- _SET EXERCISE_
In the article on Suffolk County Council's legal challenge, rewrite the passage from "The claim challenges" up to and including "South Suffolk Council.", replacing "Western Suffolk Council" with "West Suffolk Council".

- _EXTRACTED TEXT_

-=-=-

Suffolk is taking the Government to court over LGR, but can it win its £500k taxpayer-funded battle?
Suffolk County Council has filed a judicial review claim against the Secretary of State over local government reorganisation. The legal arguments are now known, but the threshold is high, and even a successful outcome may not deliver what the council is seeking. We explain all.
The claim was filed on Tuesday, 24 June — five days before the extraordinary cabinet meeting at which councillors are being asked to formally approve it. The decision to file was taken by Councillor Michael Hadwen, leader of Suffolk County Council, using his executive powers under the council's constitution. Cabinet members are not being asked to make the decision; they are being asked to note it and agree that legal proceedings should continue.
The claim challenges the Secretary of State for Housing, Communities and Local Government's decision, announced on 25 March 2026, to replace Suffolk's existing county, district and borough councils with three new unitary authorities: Western Suffolk Council, Central and Eastern Suffolk Council, and Ipswich and South Suffolk Council.
Councillor Hadwen said: "Having reviewed that information, our concerns have been confirmed — the current proposal is not in Suffolk's best interests and is unfit for our county."
The council has been clear that the challenge is not an attempt to secure a single unitary council for Suffolk. Its aim is to overturn the Government's decision entirely and halt the reorganisation process.
The two legal arguments
Suffolk County Council is pursuing two grounds of challenge.

-=-=-

- _MATERIAL SHOWN_
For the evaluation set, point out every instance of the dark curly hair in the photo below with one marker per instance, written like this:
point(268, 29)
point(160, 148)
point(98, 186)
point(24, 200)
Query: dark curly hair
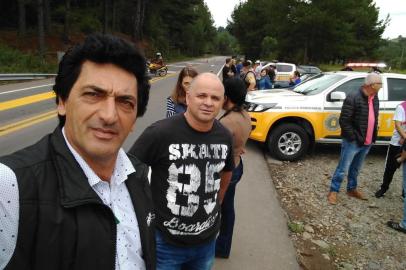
point(102, 49)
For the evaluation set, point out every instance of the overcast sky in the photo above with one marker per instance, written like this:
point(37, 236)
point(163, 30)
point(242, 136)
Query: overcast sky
point(222, 9)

-=-=-

- _EXPECTED OUTPUT_
The claim challenges the Secretary of State for Housing, Communities and Local Government's decision, announced on 25 March 2026, to replace Suffolk's existing county, district and borough councils with three new unitary authorities: West Suffolk Council, Central and Eastern Suffolk Council, and Ipswich and South Suffolk Council.